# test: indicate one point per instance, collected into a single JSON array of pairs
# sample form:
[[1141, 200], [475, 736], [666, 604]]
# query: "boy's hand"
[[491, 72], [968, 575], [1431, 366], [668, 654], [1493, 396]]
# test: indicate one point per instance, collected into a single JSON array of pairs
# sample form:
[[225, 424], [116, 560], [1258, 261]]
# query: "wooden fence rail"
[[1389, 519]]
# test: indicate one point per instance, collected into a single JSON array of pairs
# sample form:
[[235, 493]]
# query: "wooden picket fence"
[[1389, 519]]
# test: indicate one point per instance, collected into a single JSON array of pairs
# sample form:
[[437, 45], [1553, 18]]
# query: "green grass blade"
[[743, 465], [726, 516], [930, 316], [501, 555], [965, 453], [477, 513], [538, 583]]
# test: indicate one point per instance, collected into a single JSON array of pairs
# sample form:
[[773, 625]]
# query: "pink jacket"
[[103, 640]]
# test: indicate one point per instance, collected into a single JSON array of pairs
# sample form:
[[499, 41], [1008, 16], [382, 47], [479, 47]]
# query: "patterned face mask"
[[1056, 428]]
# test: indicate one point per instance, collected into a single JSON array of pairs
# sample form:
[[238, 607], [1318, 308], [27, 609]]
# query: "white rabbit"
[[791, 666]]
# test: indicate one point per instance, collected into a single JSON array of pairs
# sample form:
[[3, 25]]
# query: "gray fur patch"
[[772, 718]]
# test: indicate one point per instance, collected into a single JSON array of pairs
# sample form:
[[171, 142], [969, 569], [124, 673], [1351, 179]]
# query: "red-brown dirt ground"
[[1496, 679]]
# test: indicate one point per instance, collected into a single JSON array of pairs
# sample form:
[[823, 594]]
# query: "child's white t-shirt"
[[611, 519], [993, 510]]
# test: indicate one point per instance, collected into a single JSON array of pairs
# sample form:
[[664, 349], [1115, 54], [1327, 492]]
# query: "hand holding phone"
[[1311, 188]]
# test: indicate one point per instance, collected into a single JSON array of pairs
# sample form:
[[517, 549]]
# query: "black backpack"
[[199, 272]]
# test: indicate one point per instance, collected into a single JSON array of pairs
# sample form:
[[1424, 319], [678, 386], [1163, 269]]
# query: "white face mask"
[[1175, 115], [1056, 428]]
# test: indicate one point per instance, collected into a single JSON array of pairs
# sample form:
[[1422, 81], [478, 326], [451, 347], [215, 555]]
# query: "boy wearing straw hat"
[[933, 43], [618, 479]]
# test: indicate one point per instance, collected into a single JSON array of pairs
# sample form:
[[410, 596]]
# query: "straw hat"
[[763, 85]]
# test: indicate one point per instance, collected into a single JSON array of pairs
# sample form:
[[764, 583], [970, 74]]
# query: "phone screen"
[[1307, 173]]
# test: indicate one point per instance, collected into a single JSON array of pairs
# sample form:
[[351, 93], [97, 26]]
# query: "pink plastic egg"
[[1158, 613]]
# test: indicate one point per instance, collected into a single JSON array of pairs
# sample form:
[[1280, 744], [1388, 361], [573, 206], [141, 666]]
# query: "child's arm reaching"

• **Written instruction**: Please set down the data again word for word, from the opening line through the line containing "[[1311, 188]]", with both of those lines included.

• **Result of this exercise**:
# test: indicate one point per instance, collected into a single JSON array of pairs
# sample form:
[[1141, 200], [475, 736], [666, 604]]
# query: "boy's hand"
[[491, 72], [968, 575], [1431, 366], [668, 654], [1493, 396]]
# test: indicate one point per instance, collected into a single JSON array of pairs
# sample form:
[[225, 424], [116, 560], [1258, 261]]
# query: "wooden fence rail"
[[1389, 519]]
# test: indicate one point per instance, collected into a single JSON array of pairs
# sample form:
[[235, 493]]
# query: "wooden picket fence"
[[1389, 519]]
# test: indicate one point per instance, collected into a single JSON array of pairs
# sample form:
[[437, 45], [1553, 18]]
# query: "green grass blade"
[[743, 465], [726, 516], [930, 316], [501, 555], [965, 453], [477, 513], [538, 583]]
# test: indicate one point per instance, collected into a single JSON array of pairs
# sample form:
[[773, 625]]
# query: "pink jacket"
[[103, 640]]
# test: indicate one point per instance, collected into a single JSON array of pairs
# sample form:
[[499, 41], [1008, 16], [382, 47], [479, 47]]
# query: "patterned face mask"
[[1056, 428]]
# test: indicate one point per instance, collected into a single JSON array of pairs
# sample form:
[[238, 607], [1318, 308], [27, 609]]
# query: "white rabbit"
[[791, 666]]
# test: indicate one point per instance, collected into a single JSON array of pairs
# sample form:
[[3, 25]]
# query: "gray fur patch"
[[772, 718]]
# test: indicate one point per instance, collected into a single JSON array of pairs
# sample form:
[[171, 142], [969, 569], [124, 673], [1351, 179]]
# query: "red-brown dirt ground"
[[1496, 679]]
# test: indicate one point per instance, collected into a single JSON array of pairs
# sample form:
[[823, 594]]
# query: "child's white t-shirt"
[[611, 519], [993, 510]]
# test: indicate one point per instance, collected into a single JSON array of pairs
# sample form:
[[664, 349], [1115, 54], [1327, 492]]
# query: "hand holding phone"
[[1311, 188]]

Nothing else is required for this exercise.